[Region pointing data]

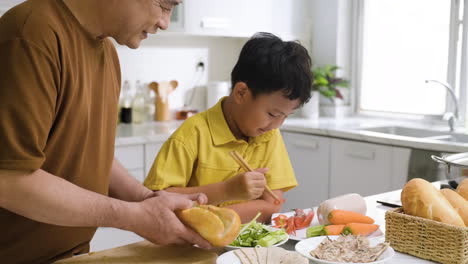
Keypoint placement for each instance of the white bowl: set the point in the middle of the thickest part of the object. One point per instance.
(305, 246)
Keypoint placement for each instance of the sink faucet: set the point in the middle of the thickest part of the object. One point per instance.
(449, 116)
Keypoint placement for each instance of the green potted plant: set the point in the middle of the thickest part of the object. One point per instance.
(326, 82)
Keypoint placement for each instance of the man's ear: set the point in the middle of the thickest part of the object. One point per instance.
(241, 92)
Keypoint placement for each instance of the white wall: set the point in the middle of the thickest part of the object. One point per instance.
(331, 36)
(167, 57)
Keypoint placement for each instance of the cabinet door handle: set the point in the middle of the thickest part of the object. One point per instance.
(365, 154)
(310, 144)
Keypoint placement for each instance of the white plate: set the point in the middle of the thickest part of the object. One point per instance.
(228, 258)
(301, 233)
(305, 246)
(228, 247)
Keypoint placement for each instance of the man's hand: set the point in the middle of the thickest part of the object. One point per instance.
(158, 223)
(247, 185)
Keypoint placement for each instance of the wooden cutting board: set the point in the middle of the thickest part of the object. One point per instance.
(147, 252)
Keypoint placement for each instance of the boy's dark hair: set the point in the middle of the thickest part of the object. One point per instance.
(268, 64)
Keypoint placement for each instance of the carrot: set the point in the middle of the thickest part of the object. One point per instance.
(323, 230)
(359, 229)
(342, 217)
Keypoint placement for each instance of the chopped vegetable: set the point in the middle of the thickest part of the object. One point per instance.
(342, 217)
(253, 234)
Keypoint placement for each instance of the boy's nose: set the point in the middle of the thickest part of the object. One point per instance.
(163, 22)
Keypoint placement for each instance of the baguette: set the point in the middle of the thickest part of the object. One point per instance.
(421, 198)
(219, 226)
(462, 189)
(458, 202)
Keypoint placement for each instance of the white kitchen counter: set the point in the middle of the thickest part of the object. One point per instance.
(129, 134)
(377, 212)
(352, 128)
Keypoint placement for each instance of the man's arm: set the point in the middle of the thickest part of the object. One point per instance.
(265, 204)
(46, 198)
(124, 186)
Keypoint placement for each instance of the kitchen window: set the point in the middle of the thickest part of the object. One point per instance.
(402, 43)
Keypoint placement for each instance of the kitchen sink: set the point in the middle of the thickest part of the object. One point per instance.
(453, 137)
(405, 131)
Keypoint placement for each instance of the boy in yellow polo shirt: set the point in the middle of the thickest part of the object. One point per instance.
(270, 80)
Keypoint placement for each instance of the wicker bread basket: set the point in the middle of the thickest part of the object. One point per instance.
(426, 238)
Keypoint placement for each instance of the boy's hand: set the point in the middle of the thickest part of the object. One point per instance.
(247, 185)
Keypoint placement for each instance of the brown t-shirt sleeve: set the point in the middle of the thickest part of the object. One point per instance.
(28, 95)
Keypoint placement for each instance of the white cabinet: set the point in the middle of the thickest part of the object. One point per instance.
(132, 158)
(151, 151)
(361, 167)
(309, 156)
(327, 167)
(242, 18)
(138, 158)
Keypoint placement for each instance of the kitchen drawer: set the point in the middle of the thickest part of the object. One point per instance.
(131, 157)
(139, 174)
(151, 151)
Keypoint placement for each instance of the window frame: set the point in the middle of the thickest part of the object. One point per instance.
(357, 29)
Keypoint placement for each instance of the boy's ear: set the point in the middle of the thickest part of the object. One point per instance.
(240, 92)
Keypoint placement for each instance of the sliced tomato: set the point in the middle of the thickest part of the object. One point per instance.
(280, 221)
(290, 228)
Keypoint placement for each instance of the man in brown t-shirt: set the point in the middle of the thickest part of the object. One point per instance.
(59, 88)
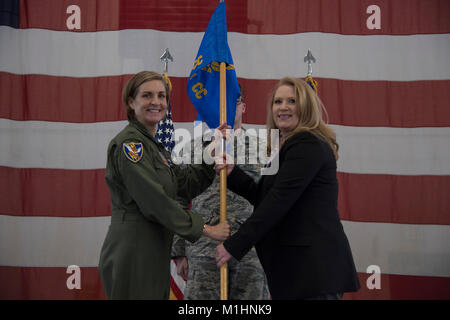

- **Work order**
Leave nothing out but the pictures when transcribing the records.

- **The answer**
Keypoint placement for each instance of the white bowl: set the point in the middle of the thickest part of the object. One point per instance.
(305, 246)
Keypoint placement for each instance of the sink faucet: set the point in the middle of the thickest part of the object. One point per instance.
(449, 116)
Keypoint placement for each instance of the green potted plant: set the point in the middle of the thickest part of the object. One point per instance.
(326, 82)
Keypoint placement for each instance of the man's ear: set the point in the middle of the thickest part of the object. One point per instance.
(241, 92)
Keypoint placement for each instance of the white wall: set the point in the middle of the thickest part of the object. One point per instance.
(331, 36)
(167, 57)
Keypoint placement for each instance of the cabinet door handle: set the point in the middle of the thickest part of the object. One point per instance.
(365, 154)
(310, 144)
Keypoint placement for each instance of the white plate: set the point in the middle of the thickest part of the object. One point per instance.
(228, 258)
(301, 233)
(305, 246)
(228, 247)
Keypoint placement for each instance of the man's hand: set the point in the middle of the thickest part of the object. One point per instance.
(158, 223)
(247, 185)
Keypoint placement for each instance of the wooden cutting board: set the point in the middle of the thickest part of the object. One point per instance.
(147, 252)
Keypoint placement for each instance of the boy's dark hair: set the point in the middle of the thickest part of the object. One point per instance.
(268, 64)
Keypoint placement for each instance of the carrot: set the point in the middle of the thickest part of the object. One point per instance.
(323, 230)
(359, 229)
(342, 217)
Keypoint placement for each instance of the chopped vegetable: set the point in the middle of the thickest part of the object. One point per instance.
(342, 217)
(253, 234)
Keypoint placement for each instance of the boy's nose: set the point in the middle of the thickest part of the object. One point per instance.
(163, 22)
Keypoint placement for each instance of the baguette: set the point in the middle of the thickest part of the object. One point per instance.
(421, 198)
(219, 226)
(462, 189)
(458, 202)
Keypoint placement for each instance of the white kitchen counter: set the point in the middle of the thickest part of the object. One point per instance.
(129, 134)
(377, 212)
(352, 128)
Keypoint placement for each instance of the man's arm: set the point in the middle of the thickest part of the object. One point per instance.
(265, 204)
(46, 198)
(124, 186)
Keypoint placement for each instance of the kitchen window: set the point in the middle of the thickest part of the object. One point per instance.
(402, 43)
Keypoint placement for each instance of the kitchen sink: set the point in the middle of the thickest part of the object. One point per instance.
(453, 137)
(405, 131)
Keypoint placement for each instance of the boy in yellow polo shirt: set the point in the middle of the thickest part of the object. One point per instance.
(270, 80)
Keypoint placement for each instance of the wicker bread basket: set the point in the middle of the thickest part of the object. One point per instance.
(426, 238)
Keypoint placement for each instance of the boy's hand: set the point in the middle of the thickest part of the object. One point per instance.
(247, 185)
Keypoint placement for each instance of the brown t-shirt sleeve: set the point in the middle of the thickest part of the object. One point per instance.
(28, 95)
Keypoint placement for each instance of the white cabinet: set the point in the middle of the thickest part of the object. One point per instance.
(132, 158)
(151, 151)
(361, 167)
(309, 156)
(327, 167)
(242, 18)
(138, 158)
Keypoint placement for each instance of the kitchen drawer: set the point in the middle of the thickest part of the object. One point per instance.
(131, 157)
(139, 174)
(151, 151)
Keypoint placement for each instance of the window frame: set the point in the middle of the thickest part of the object. One point per instance.
(357, 29)
Keypoint placement for each instance of the boy's ear: set the point in the middle of the thickest part of the object. One point per instance.
(240, 92)
Keypoint placement for each instance of the sliced tomato: set the point in the middle of the thickest part of the object. One point per instance.
(280, 221)
(290, 228)
Keypoint placement for each instance of the man in brown t-shirt: set the point in the middle of the thickest part of the object. One point per instance.
(59, 88)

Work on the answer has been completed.